Problem 1> Which books in the footnotes on ignorance of the law are cited with both a publisher and a year? List each title with its publisher and year.

30 John Austin, Lectures on Jurisprudence or the Philosophy of Positive Law (Robert Campbell (ed), John Murray 1880) 238–39. It would appear that this rationale did not originate with Austin: see for example John Selden's comment on the rule that ignorance of the law does not excuse: ‘not that all men know the law, but because ‘tis an excuse every man will plead, and no man can tell how to confute him’: Table Talk, Law, quoted in Williams (n 14) 290; and John Selden, Table Talk (Sharpe 1821) 77; See also Paul H Robinson, Criminal Law Defenses, vol 2 (West Publishing 1984) 376, which supports this argument, adding that this is a defence that has no limit or abnormality that can be foreseen or refuted.

31 For criticism of this rationale, see Oliver Wendell Holmes, The Common Law (Harvard University Press 2009) 45.

32 ibid 46:

[T]o admit the excuse at all would be to encourage ignorance where the law-maker has determined to make men know and obey, and justice to the individual is rightly outweighed by the larger interests on the other side of the scales.

It should be emphasized that we understand Holmes as saying that the purpose of the rule that ‘ignorance of the law is no excuse’ is to encourage objective compliance with the law—reducing the incidence of external conduct that the legislature deems harmful and undesirable in terms of the public welfare—and not theoretical study of the law. See for example Cass (n 27) 689, who also seems to have understood Holmes in this manner. Cass writes simply: ‘The second major justification ( … ) advocated most vigorously by Holmes, is that adherence to the maxim deters crime’ (emphasis added).

Quite a few authors have understood Holmes incorrectly as establishing that the rationale underlying the rule is the encouragement of knowledge of the law. On the basis of this misunderstanding, Hall criticises Holmes, saying that the statement implies that knowing the criminal law is of value, when, in fact, it is irrelevant: Hall (n 28) 380–81. According to Hall, it is difficult to accept that the main purpose of the criminal law is to encourage legal education. Hall goes on to say that if we adopt Holmes's approach, we must find that a defendant who makes an effort to verify his legal obligations but violates them nonetheless, would be entitled to at least some mitigation of punishment since, after all, he did learn the law. But, of course, this is not the case. On the contrary, such circumstances are rather an aggravating factor.

Data extract>
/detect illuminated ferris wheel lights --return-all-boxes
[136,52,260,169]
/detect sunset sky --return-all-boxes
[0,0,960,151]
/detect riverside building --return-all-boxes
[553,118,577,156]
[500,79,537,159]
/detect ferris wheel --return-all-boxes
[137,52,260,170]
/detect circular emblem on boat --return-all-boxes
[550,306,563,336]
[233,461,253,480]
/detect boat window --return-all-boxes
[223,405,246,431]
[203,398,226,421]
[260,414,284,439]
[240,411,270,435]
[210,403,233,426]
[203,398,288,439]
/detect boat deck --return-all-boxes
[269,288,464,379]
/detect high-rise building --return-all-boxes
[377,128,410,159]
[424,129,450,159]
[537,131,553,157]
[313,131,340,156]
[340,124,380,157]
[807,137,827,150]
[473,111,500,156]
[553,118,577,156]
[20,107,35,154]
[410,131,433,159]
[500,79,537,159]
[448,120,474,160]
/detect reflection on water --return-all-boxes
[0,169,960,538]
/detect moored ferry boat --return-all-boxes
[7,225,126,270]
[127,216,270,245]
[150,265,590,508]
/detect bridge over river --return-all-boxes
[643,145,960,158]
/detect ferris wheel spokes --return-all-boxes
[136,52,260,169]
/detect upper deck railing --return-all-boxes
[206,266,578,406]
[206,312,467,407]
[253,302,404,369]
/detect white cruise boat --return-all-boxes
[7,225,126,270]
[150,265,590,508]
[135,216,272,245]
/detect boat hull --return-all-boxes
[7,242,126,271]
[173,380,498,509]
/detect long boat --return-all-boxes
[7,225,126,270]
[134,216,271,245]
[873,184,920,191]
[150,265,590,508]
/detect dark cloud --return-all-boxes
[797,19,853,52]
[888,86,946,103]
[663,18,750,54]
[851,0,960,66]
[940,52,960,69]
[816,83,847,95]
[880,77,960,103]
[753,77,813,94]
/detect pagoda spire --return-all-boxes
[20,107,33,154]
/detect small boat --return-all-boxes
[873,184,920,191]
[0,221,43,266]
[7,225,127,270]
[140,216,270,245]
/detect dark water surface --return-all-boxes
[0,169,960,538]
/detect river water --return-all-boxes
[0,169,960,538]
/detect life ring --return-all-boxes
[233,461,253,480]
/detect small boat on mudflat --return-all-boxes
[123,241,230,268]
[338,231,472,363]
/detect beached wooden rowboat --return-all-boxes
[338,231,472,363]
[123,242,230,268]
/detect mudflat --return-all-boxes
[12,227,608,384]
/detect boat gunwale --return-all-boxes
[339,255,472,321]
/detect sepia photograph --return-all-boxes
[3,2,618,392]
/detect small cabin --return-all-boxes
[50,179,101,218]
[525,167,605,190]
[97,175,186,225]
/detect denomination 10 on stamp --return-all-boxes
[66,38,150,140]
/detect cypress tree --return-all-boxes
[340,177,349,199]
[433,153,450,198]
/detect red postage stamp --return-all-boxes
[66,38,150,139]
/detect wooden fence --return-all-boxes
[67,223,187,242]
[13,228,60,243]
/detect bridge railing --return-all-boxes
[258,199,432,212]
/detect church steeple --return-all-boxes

Problem 2> Shift every bounding-box coordinate by -75 and write out everything from the start of the records down to the line that contains "[137,52,260,170]". Include both ends and the requests.

Correct result 1>
- Lectures on Jurisprudence or the Philosophy of Positive Law: John Murray, 1880
- Table Talk: Sharpe, 1821
- Criminal Law Defenses, vol 2: West Publishing, 1984
- The Common Law: Harvard University Press, 2009

Correct result 2>
/detect illuminated ferris wheel lights --return-all-boxes
[61,-23,185,94]
/detect sunset sky --return-all-boxes
[-75,-75,885,76]
/detect riverside building --return-all-boxes
[478,43,502,81]
[425,4,462,84]
/detect ferris wheel --return-all-boxes
[62,-23,185,95]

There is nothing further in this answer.